Set down, please, exactly the lines below that run from the line with "distant building and record the coordinates." to the line with "Given the photograph below", both lines included.
########################################
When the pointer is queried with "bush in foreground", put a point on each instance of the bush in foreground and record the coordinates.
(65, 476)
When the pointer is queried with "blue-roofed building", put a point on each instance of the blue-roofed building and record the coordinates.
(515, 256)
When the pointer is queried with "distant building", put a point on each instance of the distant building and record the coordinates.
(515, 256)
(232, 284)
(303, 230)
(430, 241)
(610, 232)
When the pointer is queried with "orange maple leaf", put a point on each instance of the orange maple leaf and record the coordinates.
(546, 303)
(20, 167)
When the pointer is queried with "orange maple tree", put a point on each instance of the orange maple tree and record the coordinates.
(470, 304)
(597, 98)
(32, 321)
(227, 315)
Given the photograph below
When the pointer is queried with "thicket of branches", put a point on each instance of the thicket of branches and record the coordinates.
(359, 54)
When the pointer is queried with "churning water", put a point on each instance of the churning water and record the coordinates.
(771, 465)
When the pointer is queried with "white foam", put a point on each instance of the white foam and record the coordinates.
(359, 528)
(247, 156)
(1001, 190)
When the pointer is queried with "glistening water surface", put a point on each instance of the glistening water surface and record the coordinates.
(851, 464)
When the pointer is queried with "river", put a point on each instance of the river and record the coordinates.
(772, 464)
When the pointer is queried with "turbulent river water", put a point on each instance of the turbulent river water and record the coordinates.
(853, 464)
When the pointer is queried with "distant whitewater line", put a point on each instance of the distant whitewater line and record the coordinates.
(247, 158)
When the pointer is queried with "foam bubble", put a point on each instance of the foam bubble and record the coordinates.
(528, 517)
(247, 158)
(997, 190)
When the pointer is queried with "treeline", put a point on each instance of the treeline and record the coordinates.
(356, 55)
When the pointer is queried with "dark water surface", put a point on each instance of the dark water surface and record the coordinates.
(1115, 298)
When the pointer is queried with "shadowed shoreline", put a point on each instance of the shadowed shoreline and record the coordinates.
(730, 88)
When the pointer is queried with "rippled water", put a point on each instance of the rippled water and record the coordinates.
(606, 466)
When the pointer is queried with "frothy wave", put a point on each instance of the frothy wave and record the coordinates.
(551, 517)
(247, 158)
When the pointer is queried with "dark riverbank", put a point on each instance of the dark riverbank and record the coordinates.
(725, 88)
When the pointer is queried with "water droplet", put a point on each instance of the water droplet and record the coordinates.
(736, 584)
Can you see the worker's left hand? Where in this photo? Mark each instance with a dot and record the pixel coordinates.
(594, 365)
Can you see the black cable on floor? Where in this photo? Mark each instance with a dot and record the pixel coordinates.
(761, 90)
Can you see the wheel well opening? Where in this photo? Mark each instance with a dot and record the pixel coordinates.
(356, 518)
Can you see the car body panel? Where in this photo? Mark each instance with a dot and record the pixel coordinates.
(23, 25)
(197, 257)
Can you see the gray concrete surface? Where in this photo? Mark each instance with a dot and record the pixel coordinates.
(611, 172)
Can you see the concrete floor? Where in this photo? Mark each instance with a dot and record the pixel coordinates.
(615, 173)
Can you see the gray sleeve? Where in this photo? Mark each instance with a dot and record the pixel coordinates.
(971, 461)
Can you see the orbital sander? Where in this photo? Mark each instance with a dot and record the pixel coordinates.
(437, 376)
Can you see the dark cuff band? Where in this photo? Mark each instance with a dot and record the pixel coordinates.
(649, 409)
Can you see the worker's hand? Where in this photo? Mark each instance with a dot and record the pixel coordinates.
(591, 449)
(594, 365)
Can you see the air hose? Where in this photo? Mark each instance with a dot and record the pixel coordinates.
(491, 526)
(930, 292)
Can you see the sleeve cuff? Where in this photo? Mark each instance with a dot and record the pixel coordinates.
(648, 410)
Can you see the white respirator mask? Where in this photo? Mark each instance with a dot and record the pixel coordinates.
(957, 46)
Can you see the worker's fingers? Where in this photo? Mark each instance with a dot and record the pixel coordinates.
########################################
Answer to this problem:
When the pointer is queried with "distant building", put a point on each instance of the distant building and record the coordinates.
(515, 256)
(232, 284)
(303, 230)
(430, 241)
(610, 232)
When the pointer is queried with "orange maple leaf", put a point on each instance of the orange maple leaf and record the coordinates.
(546, 303)
(20, 167)
When the pointer is queried with "orange maple tree", put a point on each instance of the orange maple tree and record the coordinates.
(470, 304)
(597, 98)
(32, 321)
(227, 315)
Given the photograph below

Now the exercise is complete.